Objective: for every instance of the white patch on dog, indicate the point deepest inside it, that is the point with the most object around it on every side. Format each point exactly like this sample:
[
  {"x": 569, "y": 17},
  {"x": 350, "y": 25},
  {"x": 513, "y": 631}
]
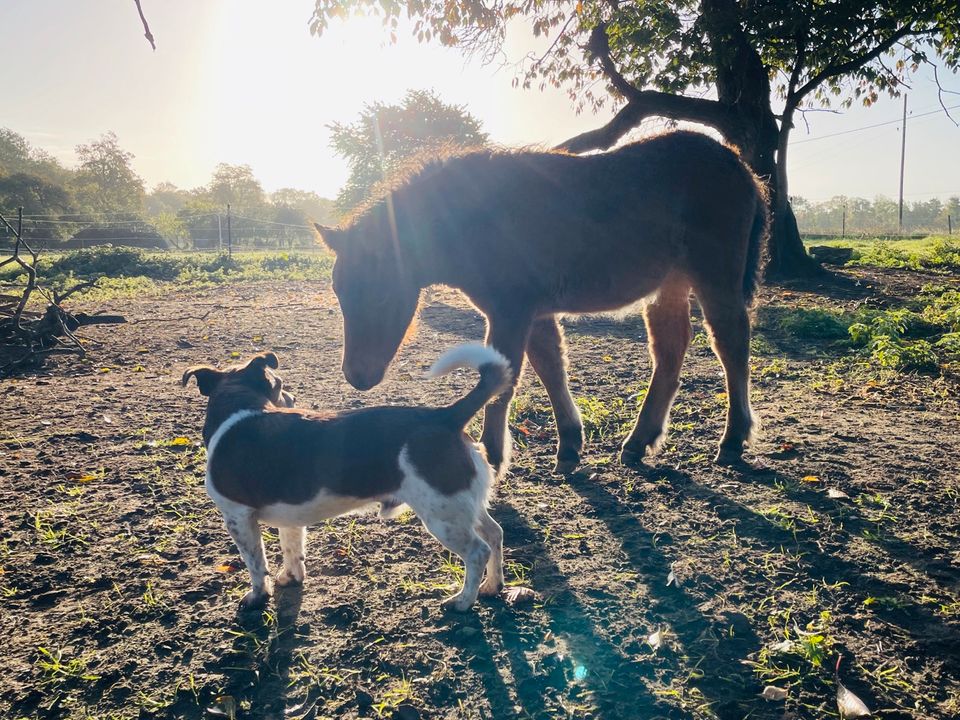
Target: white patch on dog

▶ Set task:
Which lines of the listing above contain the word "white"? Show each such line in full.

▶ Solution to this problem:
Objective: for every instance of the white patch on dog, indicate the point deepest inside it, that is the point with the most object around it on every side. Format each point exactly like this sample:
Target: white patch on dog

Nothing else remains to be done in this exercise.